## DIRECTION
Extract each line of the data and write it out again exactly.

Dataset rows on where objects appear

+===+

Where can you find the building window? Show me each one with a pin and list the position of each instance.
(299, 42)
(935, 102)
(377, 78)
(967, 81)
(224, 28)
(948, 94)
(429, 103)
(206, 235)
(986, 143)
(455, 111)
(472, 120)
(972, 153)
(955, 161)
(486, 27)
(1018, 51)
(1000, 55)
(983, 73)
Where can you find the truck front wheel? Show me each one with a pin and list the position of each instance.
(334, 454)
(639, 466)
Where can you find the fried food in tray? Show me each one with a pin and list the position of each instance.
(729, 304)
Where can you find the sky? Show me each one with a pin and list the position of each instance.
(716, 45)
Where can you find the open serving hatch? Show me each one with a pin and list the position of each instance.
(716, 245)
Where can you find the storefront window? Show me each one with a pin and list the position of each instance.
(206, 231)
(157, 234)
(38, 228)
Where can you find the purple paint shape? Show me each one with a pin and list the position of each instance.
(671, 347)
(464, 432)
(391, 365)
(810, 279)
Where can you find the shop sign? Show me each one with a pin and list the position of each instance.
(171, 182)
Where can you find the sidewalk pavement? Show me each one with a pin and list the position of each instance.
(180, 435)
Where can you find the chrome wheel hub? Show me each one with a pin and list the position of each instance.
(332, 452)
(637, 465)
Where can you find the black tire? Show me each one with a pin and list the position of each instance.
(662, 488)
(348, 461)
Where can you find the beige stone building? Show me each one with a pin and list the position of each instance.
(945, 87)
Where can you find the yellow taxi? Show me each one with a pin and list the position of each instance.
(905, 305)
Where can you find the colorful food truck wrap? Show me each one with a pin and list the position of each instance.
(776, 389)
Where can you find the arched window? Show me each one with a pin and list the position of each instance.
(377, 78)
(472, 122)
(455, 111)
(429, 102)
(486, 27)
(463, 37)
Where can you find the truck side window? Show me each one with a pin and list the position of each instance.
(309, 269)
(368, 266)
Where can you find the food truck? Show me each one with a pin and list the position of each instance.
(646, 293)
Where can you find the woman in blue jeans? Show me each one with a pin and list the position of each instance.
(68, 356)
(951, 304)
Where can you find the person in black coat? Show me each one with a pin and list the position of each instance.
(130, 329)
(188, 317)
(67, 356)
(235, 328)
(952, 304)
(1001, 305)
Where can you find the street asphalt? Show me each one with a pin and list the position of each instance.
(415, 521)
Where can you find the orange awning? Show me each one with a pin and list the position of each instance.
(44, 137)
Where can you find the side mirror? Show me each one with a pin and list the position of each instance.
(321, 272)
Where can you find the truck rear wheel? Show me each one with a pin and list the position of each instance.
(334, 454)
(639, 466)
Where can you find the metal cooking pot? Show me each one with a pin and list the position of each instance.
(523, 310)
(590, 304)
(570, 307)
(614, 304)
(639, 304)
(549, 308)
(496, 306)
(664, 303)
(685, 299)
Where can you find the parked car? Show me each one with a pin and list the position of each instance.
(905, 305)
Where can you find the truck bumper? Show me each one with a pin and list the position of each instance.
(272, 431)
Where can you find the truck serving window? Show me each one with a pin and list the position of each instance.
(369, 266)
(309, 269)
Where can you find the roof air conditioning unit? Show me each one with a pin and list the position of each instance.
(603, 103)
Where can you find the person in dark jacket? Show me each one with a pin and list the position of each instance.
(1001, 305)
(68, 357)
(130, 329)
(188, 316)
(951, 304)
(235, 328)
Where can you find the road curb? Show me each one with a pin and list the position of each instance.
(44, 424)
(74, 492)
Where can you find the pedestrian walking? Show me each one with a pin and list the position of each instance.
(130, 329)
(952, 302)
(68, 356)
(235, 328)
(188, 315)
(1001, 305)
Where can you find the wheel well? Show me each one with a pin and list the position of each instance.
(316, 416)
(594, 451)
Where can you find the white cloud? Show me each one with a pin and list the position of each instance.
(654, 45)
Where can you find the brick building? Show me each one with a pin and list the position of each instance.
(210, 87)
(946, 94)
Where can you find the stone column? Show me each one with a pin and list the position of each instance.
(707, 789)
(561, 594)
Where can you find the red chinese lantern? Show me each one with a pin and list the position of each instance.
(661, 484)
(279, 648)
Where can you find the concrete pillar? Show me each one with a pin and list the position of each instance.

+===+

## TASK RESPONSE
Where can you find the building window? Show me each one with a pin and list the position of each instance.
(299, 42)
(935, 102)
(377, 78)
(967, 81)
(224, 28)
(948, 94)
(429, 103)
(206, 235)
(986, 143)
(455, 111)
(472, 120)
(972, 153)
(955, 161)
(486, 27)
(1018, 51)
(1000, 55)
(983, 73)
Where can you find the truck front wheel? Show me each one with a pin and list the position of each instance.
(334, 454)
(639, 466)
Where can you find the fried food in tray? Show me each one with a pin and list the position of each instance.
(729, 304)
Where can you find the sky? Show me each one with a pin and list the position of each instance.
(716, 45)
Where can you find the open serving hatch? Show me each one with a pin and list the position of each instance.
(716, 245)
Where can you find the storefront window? Show me each one with a pin and list the position of each instance.
(206, 231)
(157, 234)
(38, 228)
Where can you find the purple paint shape? Show me each one with a pin and list the position of each instance.
(671, 347)
(464, 432)
(391, 365)
(810, 279)
Where can you find the shop sign? Show me each one with a pin and list the position of each instance.
(171, 182)
Where can you find the sidewalk pavement? Show me each one with a pin and list the position of each instance.
(180, 435)
Where can you find the chrome wheel hub? Show me each one with a pin and list the position of each instance.
(332, 452)
(637, 465)
Where can you find the black tire? Show me each one with a pin and list the position of each instance.
(662, 488)
(348, 461)
Where can you find the beige stone building? Show me each one with a pin and list the position of each instance.
(945, 87)
Where can you find the yellow taxi? Show me each one with a pin and list the position of each instance.
(905, 305)
Where can you find the colorful food truck wrap? Show me each one with a pin and list the position of each instance.
(776, 389)
Where can you find the arched window? Show me each one with a pin and list the position of each instance.
(377, 78)
(472, 122)
(455, 111)
(429, 102)
(486, 27)
(463, 37)
Where can you find the truck side window? Show me each one with a pin and list the position of each instance.
(309, 269)
(368, 266)
Where can you find the food truck? Show me each one with a pin and list the position of each instance.
(646, 293)
Where can you find the woman in blue jeans? Show me each one with a pin and list the position of each instance.
(68, 356)
(951, 304)
Where can you find the person in black coat? Show me each one with a pin and list the position of each instance.
(130, 329)
(188, 317)
(67, 356)
(235, 328)
(952, 304)
(1001, 305)
Where can you find the street asphalt? Show me each one with a pin and list the position of each instance.
(415, 521)
Where can you find the orange awning? Show me each one with a pin and list the position of each instance.
(44, 137)
Where can you find the side mirror? Show me each one with a pin and list the position of each instance.
(321, 272)
Where can you find the truck rear wheel? Show me each one with a pin and list the position of each instance.
(334, 454)
(639, 466)
Where can you find the metal cooking pot? Show me each one with a pin and list the position of each instance.
(523, 310)
(590, 304)
(570, 307)
(614, 304)
(639, 304)
(549, 308)
(496, 306)
(664, 303)
(685, 299)
Where can you find the parked car? Show me each one with a pin and list the position of each instance.
(905, 305)
Where can you find the truck bumper? Show me each one with a pin and list the position of each instance.
(272, 431)
Where can you find the truck serving window? Show me each one with a pin and list the position of each instance.
(369, 266)
(309, 269)
Where can you find the roof air conditioning unit? Show me each one with a pin and list the position of each instance.
(603, 103)
Where can you find the person in dark jacket? Show me each one with a pin and list the position of each instance.
(1001, 305)
(68, 357)
(130, 329)
(188, 316)
(951, 304)
(235, 328)
Where can you find the road curb? Show me each one with a pin and list the position of each instance.
(44, 424)
(74, 492)
Where can you find the pedestrian walking? Show me each one with a pin and list the position of each instance.
(130, 329)
(952, 302)
(68, 356)
(235, 328)
(188, 315)
(1001, 305)
Where can you find the wheel well? Show me each one with a pin and list the position of each instance.
(316, 416)
(594, 451)
Where can you find the white cloud? Show me each one with a pin and list the position of each instance.
(654, 45)
Where can you find the brick building? Show me each one with a pin and list the position of each instance.
(210, 87)
(946, 94)
Where can you find the stone column? Show me each one with a pin and list the position of each instance.
(707, 789)
(561, 594)
Where can you find the red chinese lantern? Show me each one with a pin and list the position of each instance.
(661, 484)
(279, 648)
Where can you find the concrete pillar? Show me each one with a pin and list the position of each instance.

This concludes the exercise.